* _WHAT TO DO_:
For this exercise, restate every line below word for word and drop the images.

* _EXTRACTED INFORMATION_:
=== Section Start ===

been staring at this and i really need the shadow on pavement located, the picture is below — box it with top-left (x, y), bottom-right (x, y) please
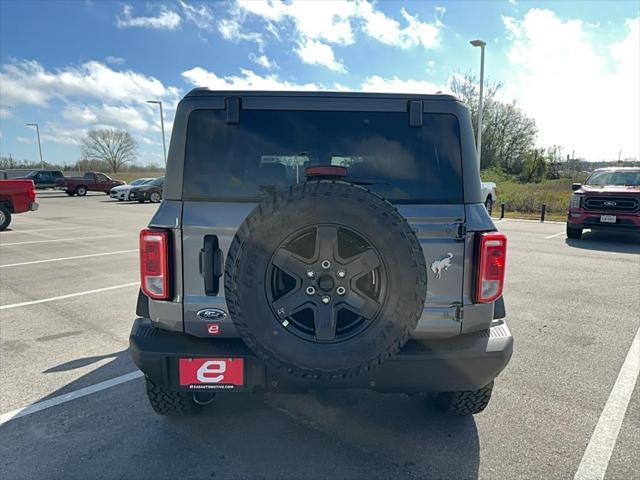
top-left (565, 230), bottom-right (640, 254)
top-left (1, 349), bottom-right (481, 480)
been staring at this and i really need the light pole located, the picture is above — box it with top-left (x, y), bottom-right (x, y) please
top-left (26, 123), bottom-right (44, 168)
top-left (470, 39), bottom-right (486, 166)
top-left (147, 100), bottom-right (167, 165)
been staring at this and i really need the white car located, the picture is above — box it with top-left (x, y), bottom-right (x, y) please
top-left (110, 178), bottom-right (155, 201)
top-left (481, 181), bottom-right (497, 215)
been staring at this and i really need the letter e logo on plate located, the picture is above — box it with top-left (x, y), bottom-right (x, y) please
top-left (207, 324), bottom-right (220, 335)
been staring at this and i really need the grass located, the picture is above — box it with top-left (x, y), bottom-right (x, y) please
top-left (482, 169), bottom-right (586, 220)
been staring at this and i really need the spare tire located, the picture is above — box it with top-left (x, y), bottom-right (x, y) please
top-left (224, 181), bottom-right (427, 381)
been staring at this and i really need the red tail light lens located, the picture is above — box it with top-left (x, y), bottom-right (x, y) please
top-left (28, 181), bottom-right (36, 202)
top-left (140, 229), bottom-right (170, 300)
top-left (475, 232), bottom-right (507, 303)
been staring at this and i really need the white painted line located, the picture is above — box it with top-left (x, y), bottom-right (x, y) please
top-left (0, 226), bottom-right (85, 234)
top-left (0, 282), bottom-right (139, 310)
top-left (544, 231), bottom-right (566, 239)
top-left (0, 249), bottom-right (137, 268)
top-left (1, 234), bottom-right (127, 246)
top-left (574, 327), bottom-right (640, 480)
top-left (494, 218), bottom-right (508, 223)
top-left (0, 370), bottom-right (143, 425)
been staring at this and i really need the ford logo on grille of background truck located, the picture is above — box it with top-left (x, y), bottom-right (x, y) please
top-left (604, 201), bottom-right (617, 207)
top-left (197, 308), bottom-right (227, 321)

=== Section End ===

* _EXERCISE RESULT_:
been staring at this and i really need the shadow on pavement located, the picture is below — box it with top-left (x, y), bottom-right (x, y) please
top-left (565, 230), bottom-right (640, 254)
top-left (1, 349), bottom-right (481, 480)
been staring at this and i really need the light pole located, the picture is above — box it with top-left (x, y), bottom-right (x, y) please
top-left (26, 123), bottom-right (44, 168)
top-left (470, 39), bottom-right (486, 166)
top-left (147, 100), bottom-right (167, 165)
been staring at this and i really need the white car located, the picture is above — box it with top-left (x, y), bottom-right (x, y) please
top-left (110, 178), bottom-right (155, 201)
top-left (481, 181), bottom-right (497, 215)
been staring at this and i really need the letter e logo on plate located, the picture is above — box it with top-left (x, y), bottom-right (x, y) please
top-left (207, 324), bottom-right (220, 335)
been staring at this and i really need the grass located, the picture is above — box it with top-left (x, y), bottom-right (x, y) please
top-left (482, 169), bottom-right (586, 220)
been staring at this and i really need the spare tire located, the picture is above — box it with top-left (x, y), bottom-right (x, y) please
top-left (224, 181), bottom-right (427, 381)
been staring at this and i really need the red tail light lens located, the picture is above — box it with top-left (x, y), bottom-right (x, y) please
top-left (28, 181), bottom-right (36, 202)
top-left (140, 229), bottom-right (170, 300)
top-left (475, 232), bottom-right (507, 303)
been staring at this and i really need the white painted line located, the picture is above — box it with top-left (x, y), bottom-right (x, y) please
top-left (0, 226), bottom-right (85, 234)
top-left (0, 282), bottom-right (139, 310)
top-left (544, 231), bottom-right (566, 239)
top-left (0, 249), bottom-right (137, 268)
top-left (1, 234), bottom-right (127, 246)
top-left (574, 327), bottom-right (640, 480)
top-left (494, 218), bottom-right (508, 223)
top-left (0, 370), bottom-right (143, 425)
been staring at this and i really need the ford logo on grille of background truck located, the picture is above — box it with top-left (x, y), bottom-right (x, y) please
top-left (604, 201), bottom-right (617, 207)
top-left (197, 308), bottom-right (227, 321)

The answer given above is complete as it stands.